Exercise prompt:
Return each of the items below word for word, leaving the pictures out of your answer.

=== Data for this task ===

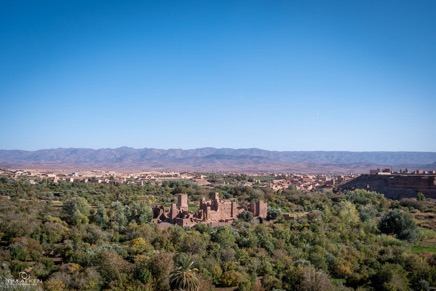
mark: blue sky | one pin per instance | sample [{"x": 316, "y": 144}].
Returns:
[{"x": 277, "y": 75}]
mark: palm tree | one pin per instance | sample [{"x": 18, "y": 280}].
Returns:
[{"x": 184, "y": 275}]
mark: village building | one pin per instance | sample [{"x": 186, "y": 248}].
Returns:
[{"x": 210, "y": 211}]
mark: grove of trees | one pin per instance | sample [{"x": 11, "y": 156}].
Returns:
[{"x": 74, "y": 236}]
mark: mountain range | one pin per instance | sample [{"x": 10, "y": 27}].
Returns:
[{"x": 214, "y": 159}]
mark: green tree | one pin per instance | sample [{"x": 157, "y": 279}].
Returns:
[
  {"x": 246, "y": 216},
  {"x": 76, "y": 210},
  {"x": 184, "y": 275},
  {"x": 420, "y": 197},
  {"x": 273, "y": 213},
  {"x": 399, "y": 223}
]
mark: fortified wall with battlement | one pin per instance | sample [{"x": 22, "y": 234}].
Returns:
[
  {"x": 395, "y": 186},
  {"x": 210, "y": 211}
]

===

Completed task:
mark: blue sky | one pin per instance | sample [{"x": 316, "y": 144}].
Returns:
[{"x": 277, "y": 75}]
mark: palm tree | one pin per instance | sample [{"x": 18, "y": 280}].
Returns:
[{"x": 184, "y": 275}]
mark: village building | one pin per instance | sample [{"x": 186, "y": 248}].
Returns:
[{"x": 210, "y": 211}]
mark: grove of trees | one pin per instance | sample [{"x": 11, "y": 156}].
Returns:
[{"x": 74, "y": 236}]
mark: mountain range | one pin per instance | sample [{"x": 10, "y": 27}].
Returns:
[{"x": 214, "y": 159}]
mark: green tree | one pin per instance | sample [{"x": 157, "y": 279}].
Returns:
[
  {"x": 246, "y": 216},
  {"x": 76, "y": 210},
  {"x": 184, "y": 275},
  {"x": 420, "y": 197},
  {"x": 273, "y": 213},
  {"x": 399, "y": 223}
]
mark: fortified wall with battlement | one pin per instance | sample [{"x": 22, "y": 234}].
Returns:
[
  {"x": 395, "y": 186},
  {"x": 210, "y": 211}
]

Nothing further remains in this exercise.